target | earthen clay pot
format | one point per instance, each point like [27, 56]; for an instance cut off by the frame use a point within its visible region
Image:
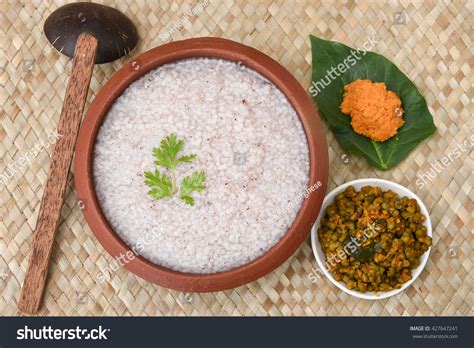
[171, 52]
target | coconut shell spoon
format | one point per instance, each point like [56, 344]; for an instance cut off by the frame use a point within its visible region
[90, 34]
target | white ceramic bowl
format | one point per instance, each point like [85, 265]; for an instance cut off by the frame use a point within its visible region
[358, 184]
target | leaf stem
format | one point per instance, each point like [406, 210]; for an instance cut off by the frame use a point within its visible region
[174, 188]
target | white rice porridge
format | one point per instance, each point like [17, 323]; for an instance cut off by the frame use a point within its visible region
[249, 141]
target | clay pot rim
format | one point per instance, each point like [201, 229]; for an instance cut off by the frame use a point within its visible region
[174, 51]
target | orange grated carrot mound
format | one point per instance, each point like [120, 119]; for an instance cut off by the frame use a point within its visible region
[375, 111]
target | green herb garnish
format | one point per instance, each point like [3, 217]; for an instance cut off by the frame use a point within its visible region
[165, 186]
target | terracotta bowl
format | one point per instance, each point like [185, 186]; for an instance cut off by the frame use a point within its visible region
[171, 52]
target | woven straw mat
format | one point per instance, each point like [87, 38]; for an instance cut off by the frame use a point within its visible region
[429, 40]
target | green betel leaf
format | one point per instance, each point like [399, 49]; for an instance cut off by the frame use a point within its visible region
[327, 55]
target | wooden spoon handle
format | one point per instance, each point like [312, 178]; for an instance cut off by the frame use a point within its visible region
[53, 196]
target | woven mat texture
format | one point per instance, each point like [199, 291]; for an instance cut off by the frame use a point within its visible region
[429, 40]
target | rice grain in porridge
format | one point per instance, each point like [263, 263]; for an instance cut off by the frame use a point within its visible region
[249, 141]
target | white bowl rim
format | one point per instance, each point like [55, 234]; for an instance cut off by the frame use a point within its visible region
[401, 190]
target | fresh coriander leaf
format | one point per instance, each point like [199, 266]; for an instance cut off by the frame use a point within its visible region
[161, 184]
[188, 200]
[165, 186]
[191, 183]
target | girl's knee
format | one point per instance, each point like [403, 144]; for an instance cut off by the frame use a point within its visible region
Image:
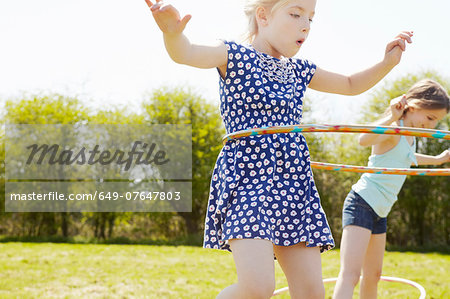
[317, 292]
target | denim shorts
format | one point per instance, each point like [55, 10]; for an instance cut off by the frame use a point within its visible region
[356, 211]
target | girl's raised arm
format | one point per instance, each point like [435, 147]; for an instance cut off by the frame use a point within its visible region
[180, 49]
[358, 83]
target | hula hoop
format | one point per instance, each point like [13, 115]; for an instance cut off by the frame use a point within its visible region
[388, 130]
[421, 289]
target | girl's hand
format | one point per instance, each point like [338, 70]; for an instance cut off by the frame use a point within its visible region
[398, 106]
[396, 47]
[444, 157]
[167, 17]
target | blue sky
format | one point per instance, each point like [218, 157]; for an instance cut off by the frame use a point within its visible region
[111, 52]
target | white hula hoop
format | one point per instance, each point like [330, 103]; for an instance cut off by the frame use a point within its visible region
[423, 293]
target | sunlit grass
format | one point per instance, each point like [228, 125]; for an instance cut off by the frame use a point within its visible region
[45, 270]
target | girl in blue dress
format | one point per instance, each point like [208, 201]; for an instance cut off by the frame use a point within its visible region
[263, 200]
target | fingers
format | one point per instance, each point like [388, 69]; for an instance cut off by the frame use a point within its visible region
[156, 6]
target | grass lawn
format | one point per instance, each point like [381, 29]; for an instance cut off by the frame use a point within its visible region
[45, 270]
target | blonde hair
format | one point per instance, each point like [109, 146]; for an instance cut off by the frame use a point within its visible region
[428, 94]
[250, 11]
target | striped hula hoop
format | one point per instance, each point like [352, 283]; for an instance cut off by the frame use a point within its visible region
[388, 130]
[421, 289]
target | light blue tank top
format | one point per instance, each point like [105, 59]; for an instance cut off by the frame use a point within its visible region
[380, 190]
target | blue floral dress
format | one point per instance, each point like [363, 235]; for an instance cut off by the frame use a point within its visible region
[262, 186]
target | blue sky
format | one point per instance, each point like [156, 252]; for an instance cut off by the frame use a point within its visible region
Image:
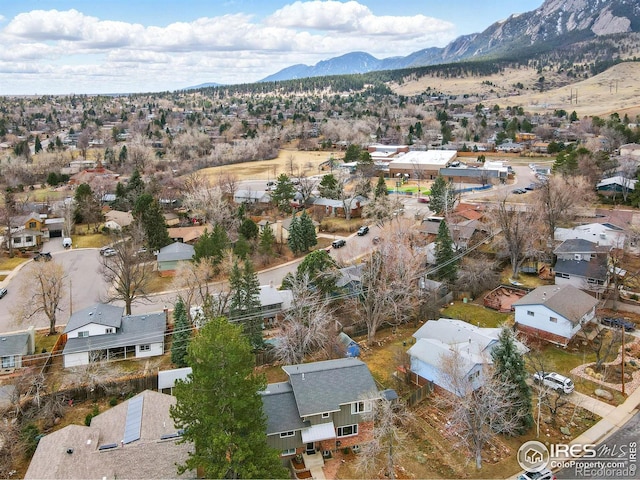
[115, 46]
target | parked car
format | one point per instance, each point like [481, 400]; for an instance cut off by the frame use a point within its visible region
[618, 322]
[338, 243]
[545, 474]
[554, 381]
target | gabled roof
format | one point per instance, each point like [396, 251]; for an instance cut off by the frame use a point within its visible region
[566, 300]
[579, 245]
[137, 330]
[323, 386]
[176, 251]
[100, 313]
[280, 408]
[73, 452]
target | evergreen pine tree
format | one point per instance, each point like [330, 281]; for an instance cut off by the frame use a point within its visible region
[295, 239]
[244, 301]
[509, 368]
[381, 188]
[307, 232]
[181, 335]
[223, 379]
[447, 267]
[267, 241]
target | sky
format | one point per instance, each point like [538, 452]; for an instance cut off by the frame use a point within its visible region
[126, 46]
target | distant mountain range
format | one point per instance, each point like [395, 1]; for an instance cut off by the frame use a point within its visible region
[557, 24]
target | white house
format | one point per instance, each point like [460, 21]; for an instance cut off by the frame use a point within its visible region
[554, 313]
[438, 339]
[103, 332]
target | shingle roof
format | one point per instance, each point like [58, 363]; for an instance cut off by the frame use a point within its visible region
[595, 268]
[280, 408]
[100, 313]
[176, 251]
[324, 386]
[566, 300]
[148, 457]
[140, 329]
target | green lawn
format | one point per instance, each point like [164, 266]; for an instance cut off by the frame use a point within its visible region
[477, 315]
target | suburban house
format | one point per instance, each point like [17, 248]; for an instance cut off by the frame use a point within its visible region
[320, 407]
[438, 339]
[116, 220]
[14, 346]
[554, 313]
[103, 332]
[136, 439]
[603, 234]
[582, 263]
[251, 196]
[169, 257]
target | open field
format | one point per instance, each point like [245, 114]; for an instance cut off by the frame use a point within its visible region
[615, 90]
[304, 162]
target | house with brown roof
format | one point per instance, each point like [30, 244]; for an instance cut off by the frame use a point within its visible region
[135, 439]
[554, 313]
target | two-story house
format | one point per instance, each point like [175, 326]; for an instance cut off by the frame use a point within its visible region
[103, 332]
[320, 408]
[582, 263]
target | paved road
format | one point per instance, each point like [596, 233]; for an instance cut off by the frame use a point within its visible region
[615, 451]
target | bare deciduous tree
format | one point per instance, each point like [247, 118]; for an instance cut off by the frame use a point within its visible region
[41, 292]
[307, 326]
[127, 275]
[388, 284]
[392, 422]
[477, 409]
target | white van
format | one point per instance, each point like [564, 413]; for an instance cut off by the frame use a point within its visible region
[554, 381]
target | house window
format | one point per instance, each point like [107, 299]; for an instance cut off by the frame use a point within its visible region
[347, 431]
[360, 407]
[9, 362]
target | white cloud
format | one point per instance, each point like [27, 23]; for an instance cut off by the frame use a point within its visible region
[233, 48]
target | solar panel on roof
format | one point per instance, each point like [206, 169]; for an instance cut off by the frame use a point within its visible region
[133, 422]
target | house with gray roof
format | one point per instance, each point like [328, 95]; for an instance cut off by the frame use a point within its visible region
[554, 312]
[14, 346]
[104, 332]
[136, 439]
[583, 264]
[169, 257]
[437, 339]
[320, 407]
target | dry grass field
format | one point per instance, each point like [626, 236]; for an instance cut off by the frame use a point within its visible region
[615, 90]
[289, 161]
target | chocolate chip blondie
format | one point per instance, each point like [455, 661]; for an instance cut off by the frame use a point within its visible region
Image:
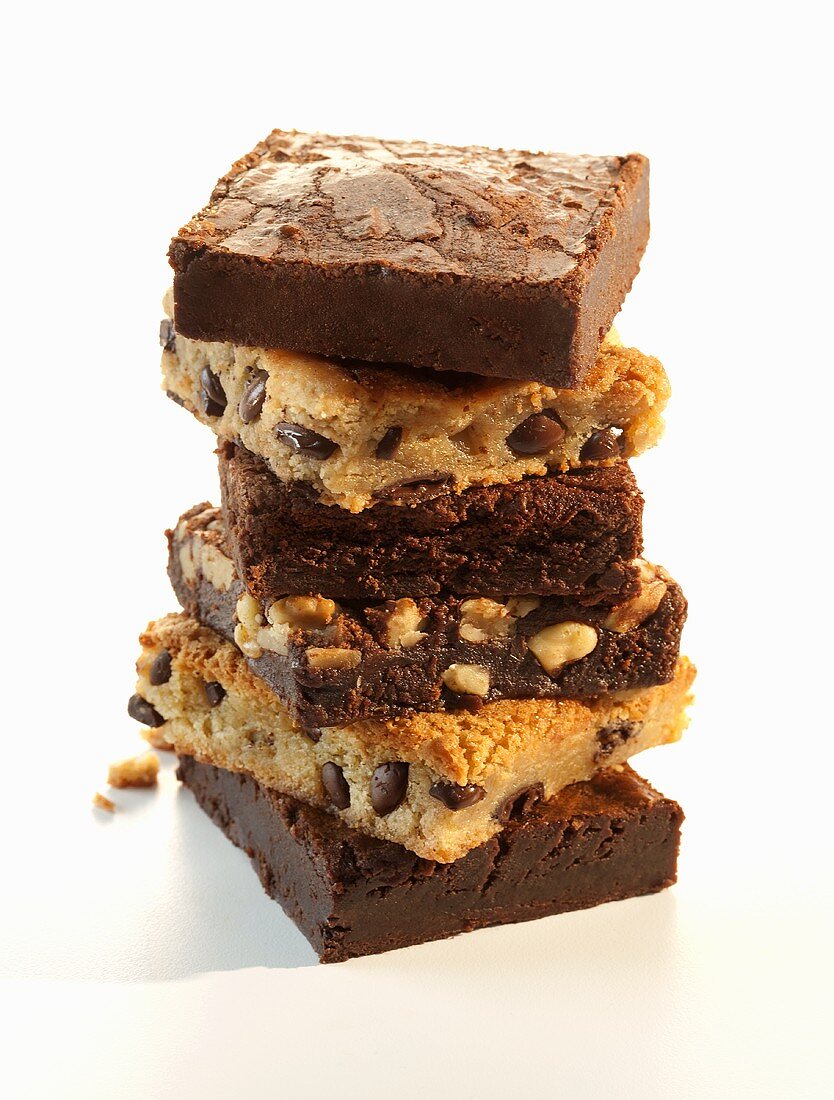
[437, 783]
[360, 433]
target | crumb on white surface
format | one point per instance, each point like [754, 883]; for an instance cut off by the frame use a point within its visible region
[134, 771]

**AIM OF THE TASK**
Restate each of the entries above word for word and skip every image.

**WRITTEN ANSWER**
target | earthen clay pot
format | one point per instance, each point like [27, 56]; for an instance cut off by the frame use a point within its visible region
Image:
[171, 52]
target | coconut shell spoon
format | one point per instance, each point like [56, 344]; for an instance cut off by the frame use a point within its visible region
[90, 34]
target | white ceramic bowl
format | one point per instance, each point like [85, 265]; for an instance cut off by the frame use a point within its visible region
[358, 184]
target | leaf stem
format | one point per instance, each point like [406, 210]; for an instance cut off by the frame use a point within its visible region
[174, 188]
target | white rice porridge
format | one point per instance, each point like [17, 323]; for an instance cut off by the frame use a point within its visible region
[249, 141]
target | clay pot rim
format | one point per instance, each point like [201, 229]; for an instance cut off by the frame use a point within its visible region
[174, 51]
target | orange grated carrot mound
format | one point per instance, each point like [120, 119]; for an instance cut off by the frame use a point within its visible region
[375, 111]
target | green herb garnish
format | one point per instance, each point like [3, 217]; for an instance cut off by the frame use a point within its visible region
[165, 186]
target | terracotta bowl
format | one point per instance, each point like [185, 186]; for an instance cut off by the frame use a point within its visible region
[171, 52]
target | woven straw mat
format | one point per instance, each point like [87, 38]; for an instance cut off by the frame use a point within its visible region
[429, 40]
target | green betel leaf
format | one point per instance, each point like [399, 49]; for an instance cut off by the frame use a point within its visible region
[327, 55]
target | wooden spoon handle
format | one point per instance, each point like [312, 178]; for an instance cut off by the frame use a point within its visible region
[53, 196]
target | woven mat texture
format | one point per instance, each point like [199, 291]; for an instance cut off by the frame use a point within its visible region
[429, 40]
target | rice grain in porridge
format | one point per instance, each point like [263, 263]; for an instance cut off by the frame use a point within its visible region
[249, 141]
target | white bowl rim
format | one point per instance, each point like [55, 234]; for an instance cut off by the frame use a point within its visible region
[401, 190]
target | fresh coriander leaf
format | one point per instance, each point like [199, 266]; for an instance cut off by the frame use a point within its visible region
[161, 184]
[188, 200]
[165, 186]
[191, 183]
target | girl's knee
format | one point per instance, each point like [403, 144]; for an instance cut off by the frame use a point within its visible region
Image:
[317, 292]
target | denim shorts
format | one point per instance, each point like [55, 10]; for an instance cut off by the frame use a point within its visible region
[356, 211]
target | girl's raised arm
format | one point per instance, each point like [435, 147]; for an instance cut off by the frame use a point within its visible region
[180, 49]
[358, 83]
target | hula hoop
format | one point per instance, each point like [13, 115]; for an instance cut off by the frame use a point within its visible region
[388, 130]
[421, 289]
target | girl's hand
format | one point per instance, each point like [338, 70]; for an instance cut off by the frame use a point within its visible region
[398, 106]
[396, 47]
[444, 157]
[167, 17]
target | blue sky
format | one point per instance, each point like [218, 157]; for an instance cut off by the frame use a point within its visible region
[111, 52]
target | white hula hoop
format | one point per instance, each point like [330, 103]; for an instance cut off by the frame use a point within its visible region
[423, 293]
target | sunlit grass
format | one point per instance, each point like [228, 125]; for an instance cut off by the frame use a point within its visible region
[45, 270]
target | girl in blue dress
format | one point per instance, each point like [208, 201]; for an instance cut off by the frame use a point within its visible region
[263, 200]
target | fingers
format | one point per instance, each point like [388, 69]; for an instance cut off by the frame use a point within its visible region
[156, 6]
target | grass lawn
format | one point per instance, each point like [381, 29]; for an instance cut off by the frame use a point within its visible region
[45, 270]
target | blonde hair
format | one point per instance, each point like [109, 146]; for an instance cut off by the frame use a point within its visible region
[428, 94]
[250, 11]
target | striped hula hoop
format | one point per instance, each point like [352, 283]; for an instance cut off by the frame use a point within its visible region
[388, 130]
[421, 289]
target | light blue tank top
format | one point per instance, each point like [105, 59]; for an instance cut off by the frame use a point within its visible region
[380, 190]
target | blue floral dress
format | one point per instance, each point like [363, 235]; for an instance cut off by the frame use a point within its visible region
[262, 186]
target | blue sky
format | one point per instance, each point like [156, 252]; for an instance cut off by the frame use a point within its visible region
Image:
[115, 46]
target | parked car
format | one point per instance, each point like [481, 400]; for an instance cut off by the frame use a point within its visible region
[618, 322]
[338, 243]
[545, 474]
[554, 381]
target | gabled roof
format | one point per instance, each point like [396, 251]; for an instance cut off by the frame use a point within its visible region
[566, 300]
[579, 245]
[137, 330]
[323, 386]
[176, 251]
[100, 313]
[280, 408]
[73, 452]
target | evergreen pine tree
format | one point per instance, each point like [330, 281]; for an instance cut off by the frame use a point within its visible region
[295, 239]
[244, 301]
[509, 368]
[381, 188]
[307, 232]
[181, 335]
[223, 379]
[447, 267]
[267, 241]
target | sky
format | one point per instance, each point like [538, 452]; for an instance cut off by the frame use a point within its visible region
[126, 46]
target | distant mountain range
format | one point per instance, each point like [395, 1]; for an instance cut off by the frame use a point within its visible region
[557, 24]
target | white house
format | one point per instance, each point like [460, 21]; for an instance cut off by the frame use a point within its visible region
[554, 313]
[438, 339]
[103, 332]
target | shingle roof
format | one point per instance, each point like [58, 363]; for an instance cut off by the frame use a point within its visible region
[595, 268]
[280, 408]
[100, 313]
[176, 251]
[324, 386]
[566, 300]
[148, 457]
[140, 329]
target | green lawn
format | one point per instance, each point like [164, 266]; for an instance cut off by the frame use a point within its visible region
[477, 315]
target | suburban house
format | one point per instance, each point like [17, 248]; for an instance cut off by the frame use a point within its visible region
[320, 407]
[438, 339]
[116, 220]
[14, 346]
[554, 313]
[103, 332]
[136, 439]
[603, 234]
[582, 263]
[251, 196]
[169, 257]
target | open field
format | one point per instance, each point like [245, 114]; for an instance cut off by the frame use a point within its visible region
[615, 90]
[304, 162]
target | house with brown roof
format | one point per instance, each point like [30, 244]; for an instance cut off by the frame use a point within its visible region
[135, 439]
[554, 313]
target | two-story house
format | one point per instance, each point like [175, 326]; for an instance cut off by the frame use a point within its visible region
[103, 332]
[320, 408]
[582, 263]
target | paved road
format | one point per instance, each point like [596, 233]; for an instance cut off by the frame use a point within its visible region
[615, 451]
target | bare deciduous tree
format | one point per instance, each point like [247, 118]; for an instance cut off by the frame use a point within its visible region
[41, 292]
[307, 326]
[127, 275]
[388, 284]
[392, 422]
[477, 409]
target | white van
format | one point per instance, each point like [564, 413]; for an instance cut off by the frame use a point within its visible region
[554, 381]
target | house window
format | one point per instance, each point like [107, 299]; for an instance cut off by the frame use a point within its visible region
[347, 431]
[360, 407]
[9, 362]
target | white cloud
format | one point per instance, each point like [27, 23]; for an instance cut off by the frame use a point within its visible region
[233, 48]
target | solar panel on roof
format | one point per instance, each point like [206, 169]; for an instance cut off by the frame use a point within its visible region
[133, 422]
target | house with gray roof
format | one point per instance, each point like [328, 95]; for an instance cut off by the frame use a point within its visible region
[554, 312]
[14, 346]
[104, 332]
[136, 439]
[583, 264]
[169, 257]
[437, 339]
[320, 407]
target | dry grass field
format | one point per instance, each point like [626, 236]; for an instance cut off by the frame use a point within its visible region
[615, 90]
[289, 161]
target | chocolate chip blondie
format | one point per instance, each point like [455, 661]; for an instance cut off by the frame use a point within its visible region
Image:
[437, 783]
[360, 433]
target | crumb on white surface
format | one point per instance, each point like [754, 883]; for an instance cut off by the frame use a point within its visible region
[134, 771]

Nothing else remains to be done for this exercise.